> [Boundary annotation records]
□ □ □ □

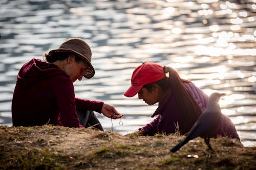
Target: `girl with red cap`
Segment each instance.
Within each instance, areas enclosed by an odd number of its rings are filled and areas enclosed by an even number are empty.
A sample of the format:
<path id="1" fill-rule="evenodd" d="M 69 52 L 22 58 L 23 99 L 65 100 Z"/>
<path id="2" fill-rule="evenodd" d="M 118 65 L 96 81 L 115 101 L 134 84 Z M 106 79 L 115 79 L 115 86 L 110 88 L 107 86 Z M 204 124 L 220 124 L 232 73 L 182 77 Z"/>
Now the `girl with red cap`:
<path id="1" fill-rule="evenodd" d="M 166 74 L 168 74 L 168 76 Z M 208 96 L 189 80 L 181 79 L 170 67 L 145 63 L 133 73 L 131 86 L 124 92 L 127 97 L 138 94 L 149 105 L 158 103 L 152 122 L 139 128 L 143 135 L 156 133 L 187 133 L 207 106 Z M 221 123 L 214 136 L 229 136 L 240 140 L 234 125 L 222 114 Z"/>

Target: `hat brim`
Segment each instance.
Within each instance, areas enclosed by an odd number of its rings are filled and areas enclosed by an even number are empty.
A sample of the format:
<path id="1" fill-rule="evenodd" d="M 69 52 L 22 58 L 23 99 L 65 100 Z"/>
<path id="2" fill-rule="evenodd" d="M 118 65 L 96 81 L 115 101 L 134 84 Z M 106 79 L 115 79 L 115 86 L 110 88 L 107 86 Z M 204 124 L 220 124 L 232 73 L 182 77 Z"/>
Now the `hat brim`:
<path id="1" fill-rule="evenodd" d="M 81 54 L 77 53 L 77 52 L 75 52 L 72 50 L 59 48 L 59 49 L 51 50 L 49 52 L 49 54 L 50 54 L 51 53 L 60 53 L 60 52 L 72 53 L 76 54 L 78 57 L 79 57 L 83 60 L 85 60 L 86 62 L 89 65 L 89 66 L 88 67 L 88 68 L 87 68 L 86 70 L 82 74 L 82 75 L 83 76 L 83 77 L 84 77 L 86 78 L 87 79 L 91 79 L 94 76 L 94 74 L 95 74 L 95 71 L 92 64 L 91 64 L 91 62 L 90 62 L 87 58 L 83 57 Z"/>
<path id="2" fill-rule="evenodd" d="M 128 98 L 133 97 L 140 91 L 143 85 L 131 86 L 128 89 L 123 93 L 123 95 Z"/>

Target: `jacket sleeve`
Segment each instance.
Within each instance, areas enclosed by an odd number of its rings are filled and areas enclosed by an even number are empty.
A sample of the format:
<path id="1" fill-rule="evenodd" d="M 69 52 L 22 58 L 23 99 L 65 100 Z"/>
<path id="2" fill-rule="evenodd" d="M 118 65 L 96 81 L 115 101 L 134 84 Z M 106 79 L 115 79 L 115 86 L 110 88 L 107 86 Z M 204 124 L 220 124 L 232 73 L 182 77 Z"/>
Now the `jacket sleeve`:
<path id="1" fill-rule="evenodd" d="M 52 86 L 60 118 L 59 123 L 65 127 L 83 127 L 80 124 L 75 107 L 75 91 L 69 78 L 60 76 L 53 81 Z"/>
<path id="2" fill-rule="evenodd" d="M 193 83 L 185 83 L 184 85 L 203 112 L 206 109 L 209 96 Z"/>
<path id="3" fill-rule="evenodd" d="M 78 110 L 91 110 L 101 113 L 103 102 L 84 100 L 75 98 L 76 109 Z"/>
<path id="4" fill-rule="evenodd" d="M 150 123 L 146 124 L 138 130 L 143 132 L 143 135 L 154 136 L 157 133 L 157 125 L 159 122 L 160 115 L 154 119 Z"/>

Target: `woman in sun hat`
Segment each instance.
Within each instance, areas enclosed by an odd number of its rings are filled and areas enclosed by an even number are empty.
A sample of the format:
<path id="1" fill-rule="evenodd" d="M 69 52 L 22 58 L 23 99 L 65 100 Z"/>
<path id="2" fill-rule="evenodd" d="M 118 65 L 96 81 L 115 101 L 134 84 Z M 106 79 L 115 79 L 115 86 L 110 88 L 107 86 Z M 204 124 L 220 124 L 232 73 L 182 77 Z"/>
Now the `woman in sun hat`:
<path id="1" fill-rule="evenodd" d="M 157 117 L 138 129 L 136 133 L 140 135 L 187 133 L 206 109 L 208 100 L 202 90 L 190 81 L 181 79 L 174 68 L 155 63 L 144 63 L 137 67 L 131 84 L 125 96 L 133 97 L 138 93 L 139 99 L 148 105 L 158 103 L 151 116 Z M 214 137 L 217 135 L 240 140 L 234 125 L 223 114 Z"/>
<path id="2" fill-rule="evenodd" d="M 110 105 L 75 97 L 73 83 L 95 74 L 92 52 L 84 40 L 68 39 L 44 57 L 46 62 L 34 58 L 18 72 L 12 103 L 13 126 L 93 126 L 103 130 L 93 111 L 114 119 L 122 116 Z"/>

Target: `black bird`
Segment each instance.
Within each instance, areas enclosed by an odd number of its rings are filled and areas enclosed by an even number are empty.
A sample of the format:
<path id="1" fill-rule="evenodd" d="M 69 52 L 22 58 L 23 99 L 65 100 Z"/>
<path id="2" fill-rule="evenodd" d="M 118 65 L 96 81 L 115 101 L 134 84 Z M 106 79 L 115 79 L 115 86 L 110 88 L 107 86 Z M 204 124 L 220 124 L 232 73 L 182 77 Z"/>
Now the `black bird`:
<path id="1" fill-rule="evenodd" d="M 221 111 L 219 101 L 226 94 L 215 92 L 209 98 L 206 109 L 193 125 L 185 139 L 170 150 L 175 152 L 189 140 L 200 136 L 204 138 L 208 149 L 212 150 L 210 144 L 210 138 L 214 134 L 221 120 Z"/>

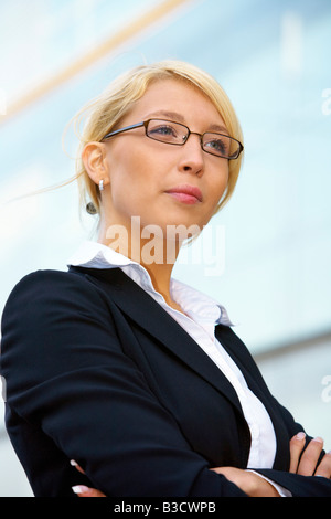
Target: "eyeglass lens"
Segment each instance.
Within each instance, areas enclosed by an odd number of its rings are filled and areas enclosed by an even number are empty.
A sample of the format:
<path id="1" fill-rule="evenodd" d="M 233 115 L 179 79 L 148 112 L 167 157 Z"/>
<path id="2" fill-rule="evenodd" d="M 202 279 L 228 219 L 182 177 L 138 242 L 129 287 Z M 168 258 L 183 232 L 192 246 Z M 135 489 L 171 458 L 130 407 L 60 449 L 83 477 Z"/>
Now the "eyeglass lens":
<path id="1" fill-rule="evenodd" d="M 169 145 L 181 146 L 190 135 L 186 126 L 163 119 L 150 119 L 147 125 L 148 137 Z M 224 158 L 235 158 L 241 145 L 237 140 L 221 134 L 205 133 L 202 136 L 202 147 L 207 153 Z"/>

□ □ □ □

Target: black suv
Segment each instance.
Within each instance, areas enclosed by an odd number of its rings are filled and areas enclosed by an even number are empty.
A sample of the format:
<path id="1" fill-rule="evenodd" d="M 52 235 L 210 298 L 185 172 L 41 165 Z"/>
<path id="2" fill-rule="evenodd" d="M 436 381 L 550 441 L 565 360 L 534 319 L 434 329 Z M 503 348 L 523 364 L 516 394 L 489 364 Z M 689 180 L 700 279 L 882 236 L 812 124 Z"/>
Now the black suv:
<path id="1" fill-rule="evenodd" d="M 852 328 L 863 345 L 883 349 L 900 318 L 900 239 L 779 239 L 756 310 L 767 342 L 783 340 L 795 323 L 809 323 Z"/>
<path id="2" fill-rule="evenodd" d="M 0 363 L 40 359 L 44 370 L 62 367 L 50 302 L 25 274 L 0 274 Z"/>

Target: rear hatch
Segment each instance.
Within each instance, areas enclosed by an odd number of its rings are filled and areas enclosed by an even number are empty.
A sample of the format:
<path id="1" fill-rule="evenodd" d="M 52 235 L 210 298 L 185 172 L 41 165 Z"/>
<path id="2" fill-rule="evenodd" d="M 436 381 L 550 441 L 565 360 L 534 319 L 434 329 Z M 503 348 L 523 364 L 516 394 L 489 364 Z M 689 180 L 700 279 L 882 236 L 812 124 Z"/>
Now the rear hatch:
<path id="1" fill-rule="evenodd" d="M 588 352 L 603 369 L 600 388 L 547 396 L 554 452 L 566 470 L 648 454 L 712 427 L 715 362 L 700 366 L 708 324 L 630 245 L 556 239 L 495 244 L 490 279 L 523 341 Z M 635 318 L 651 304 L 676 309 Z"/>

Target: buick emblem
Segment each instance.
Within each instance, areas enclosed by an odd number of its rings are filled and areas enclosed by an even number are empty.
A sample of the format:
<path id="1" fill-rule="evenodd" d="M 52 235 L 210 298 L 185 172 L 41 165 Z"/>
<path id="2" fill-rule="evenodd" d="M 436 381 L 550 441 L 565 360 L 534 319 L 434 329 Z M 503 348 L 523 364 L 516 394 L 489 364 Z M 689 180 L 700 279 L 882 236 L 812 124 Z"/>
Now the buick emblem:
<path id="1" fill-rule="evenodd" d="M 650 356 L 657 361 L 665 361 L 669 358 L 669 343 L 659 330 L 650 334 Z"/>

□ □ □ □

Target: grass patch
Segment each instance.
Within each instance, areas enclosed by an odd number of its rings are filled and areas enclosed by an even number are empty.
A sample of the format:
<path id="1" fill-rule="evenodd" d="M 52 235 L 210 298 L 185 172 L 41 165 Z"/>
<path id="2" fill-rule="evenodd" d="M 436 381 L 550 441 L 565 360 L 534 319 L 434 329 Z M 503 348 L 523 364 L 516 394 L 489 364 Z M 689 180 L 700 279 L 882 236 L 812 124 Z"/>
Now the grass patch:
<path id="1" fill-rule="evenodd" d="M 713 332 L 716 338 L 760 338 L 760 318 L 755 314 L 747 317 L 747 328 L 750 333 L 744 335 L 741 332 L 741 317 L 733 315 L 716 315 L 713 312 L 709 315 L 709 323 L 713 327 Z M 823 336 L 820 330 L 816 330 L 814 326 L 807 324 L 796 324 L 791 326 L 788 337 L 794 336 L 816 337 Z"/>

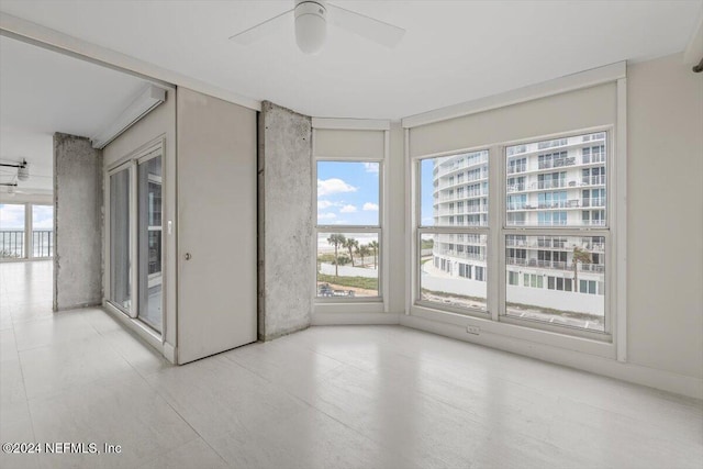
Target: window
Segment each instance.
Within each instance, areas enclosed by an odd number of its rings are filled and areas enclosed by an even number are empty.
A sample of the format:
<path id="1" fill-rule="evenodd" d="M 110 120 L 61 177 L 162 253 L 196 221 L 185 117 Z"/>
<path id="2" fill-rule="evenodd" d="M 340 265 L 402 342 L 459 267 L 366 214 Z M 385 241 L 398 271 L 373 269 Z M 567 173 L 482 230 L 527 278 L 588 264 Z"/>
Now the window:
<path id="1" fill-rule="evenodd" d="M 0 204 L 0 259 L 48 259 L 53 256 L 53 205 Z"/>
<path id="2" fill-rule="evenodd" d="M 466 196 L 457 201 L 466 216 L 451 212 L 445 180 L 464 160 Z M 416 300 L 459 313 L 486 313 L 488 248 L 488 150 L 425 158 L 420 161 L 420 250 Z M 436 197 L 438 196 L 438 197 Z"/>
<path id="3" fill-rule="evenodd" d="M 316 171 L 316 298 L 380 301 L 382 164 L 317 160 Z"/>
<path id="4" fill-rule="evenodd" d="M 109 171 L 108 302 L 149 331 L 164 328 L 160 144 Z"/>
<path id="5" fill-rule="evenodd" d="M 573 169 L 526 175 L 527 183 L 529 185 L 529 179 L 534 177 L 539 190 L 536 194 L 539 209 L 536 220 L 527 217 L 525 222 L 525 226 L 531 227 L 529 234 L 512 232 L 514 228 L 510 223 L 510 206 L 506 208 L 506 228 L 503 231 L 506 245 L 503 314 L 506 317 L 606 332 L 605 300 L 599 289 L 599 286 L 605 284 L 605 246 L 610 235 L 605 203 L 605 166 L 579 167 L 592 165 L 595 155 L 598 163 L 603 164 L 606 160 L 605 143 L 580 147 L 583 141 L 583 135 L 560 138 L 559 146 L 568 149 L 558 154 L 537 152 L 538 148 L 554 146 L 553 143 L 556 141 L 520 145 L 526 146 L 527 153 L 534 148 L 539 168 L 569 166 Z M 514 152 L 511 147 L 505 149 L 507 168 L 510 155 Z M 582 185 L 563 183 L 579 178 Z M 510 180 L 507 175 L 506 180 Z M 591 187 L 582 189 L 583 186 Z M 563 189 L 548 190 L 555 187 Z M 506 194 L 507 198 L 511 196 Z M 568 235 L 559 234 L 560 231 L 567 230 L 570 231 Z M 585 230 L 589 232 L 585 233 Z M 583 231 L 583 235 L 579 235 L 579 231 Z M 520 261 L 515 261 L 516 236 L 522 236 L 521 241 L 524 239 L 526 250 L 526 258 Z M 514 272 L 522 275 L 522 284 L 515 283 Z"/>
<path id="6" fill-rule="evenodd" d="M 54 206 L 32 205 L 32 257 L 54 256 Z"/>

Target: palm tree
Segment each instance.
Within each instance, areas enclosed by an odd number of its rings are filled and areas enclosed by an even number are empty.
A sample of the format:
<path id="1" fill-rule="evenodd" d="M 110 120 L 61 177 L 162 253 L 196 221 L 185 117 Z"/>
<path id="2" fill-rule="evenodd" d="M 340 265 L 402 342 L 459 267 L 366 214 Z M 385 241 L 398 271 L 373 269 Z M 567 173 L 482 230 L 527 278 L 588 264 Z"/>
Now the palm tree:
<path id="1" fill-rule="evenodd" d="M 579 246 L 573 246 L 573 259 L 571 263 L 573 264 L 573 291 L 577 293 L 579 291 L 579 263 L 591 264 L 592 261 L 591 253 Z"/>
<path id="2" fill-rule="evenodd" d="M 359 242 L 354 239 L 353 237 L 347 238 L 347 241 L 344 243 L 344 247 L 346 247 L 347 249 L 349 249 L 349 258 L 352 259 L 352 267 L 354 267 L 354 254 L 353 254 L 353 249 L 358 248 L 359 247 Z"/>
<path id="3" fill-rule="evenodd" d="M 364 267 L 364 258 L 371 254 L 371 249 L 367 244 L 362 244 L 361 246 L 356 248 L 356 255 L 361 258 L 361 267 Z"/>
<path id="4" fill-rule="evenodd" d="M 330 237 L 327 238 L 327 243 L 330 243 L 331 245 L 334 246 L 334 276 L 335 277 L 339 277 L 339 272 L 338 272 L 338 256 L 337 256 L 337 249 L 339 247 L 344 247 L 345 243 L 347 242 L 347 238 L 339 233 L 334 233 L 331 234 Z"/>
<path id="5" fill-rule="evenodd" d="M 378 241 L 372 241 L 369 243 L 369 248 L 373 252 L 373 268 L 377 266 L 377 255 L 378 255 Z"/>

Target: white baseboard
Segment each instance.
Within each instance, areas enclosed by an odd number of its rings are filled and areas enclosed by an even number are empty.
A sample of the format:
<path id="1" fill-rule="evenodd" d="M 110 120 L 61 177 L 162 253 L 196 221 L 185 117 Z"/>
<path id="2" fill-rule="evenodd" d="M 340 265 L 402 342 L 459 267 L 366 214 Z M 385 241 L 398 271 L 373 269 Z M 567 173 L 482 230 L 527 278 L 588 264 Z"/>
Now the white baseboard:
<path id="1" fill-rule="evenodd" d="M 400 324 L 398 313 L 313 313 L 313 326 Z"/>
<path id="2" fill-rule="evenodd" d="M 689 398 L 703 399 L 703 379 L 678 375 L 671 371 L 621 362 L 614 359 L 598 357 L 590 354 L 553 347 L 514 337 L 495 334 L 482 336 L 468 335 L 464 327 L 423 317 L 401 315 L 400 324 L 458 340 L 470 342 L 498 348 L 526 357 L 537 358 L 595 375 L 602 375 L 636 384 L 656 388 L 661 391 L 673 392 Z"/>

□ □ □ □

> [Problem statement]
Please arrange the material starting at the line containing "Target: white baseboard" and ending at the line containing "689 398 L 703" as a two-column CSV with the headers input and output. Give one row per input text and its answer, with each value in a single quoted field and line breaks replaced by spaces.

> [Problem solution]
input,output
"Target: white baseboard Segment each instance. Within each instance, areas enclosed by an odd number of its rings are filled and areas enclosed by an even number are empty. A sample of the format: <path id=""1"" fill-rule=""evenodd"" d=""M 110 120 L 61 177 L 162 253 L 196 221 L 185 117 Z""/> <path id=""2"" fill-rule=""evenodd"" d=""M 340 265 L 402 342 L 459 267 L 366 214 Z M 385 241 L 398 271 L 373 269 Z M 567 173 L 482 230 L 527 278 L 588 264 Z""/> Now the white baseboard:","<path id=""1"" fill-rule=""evenodd"" d=""M 400 324 L 398 313 L 313 313 L 313 326 Z""/> <path id=""2"" fill-rule=""evenodd"" d=""M 689 398 L 703 399 L 703 379 L 678 375 L 671 371 L 621 362 L 614 359 L 598 357 L 590 354 L 553 347 L 514 337 L 495 334 L 482 336 L 468 335 L 464 327 L 423 317 L 401 315 L 400 324 L 458 340 L 470 342 L 498 348 L 526 357 L 537 358 L 595 375 L 602 375 L 636 384 L 656 388 L 661 391 L 673 392 Z""/>"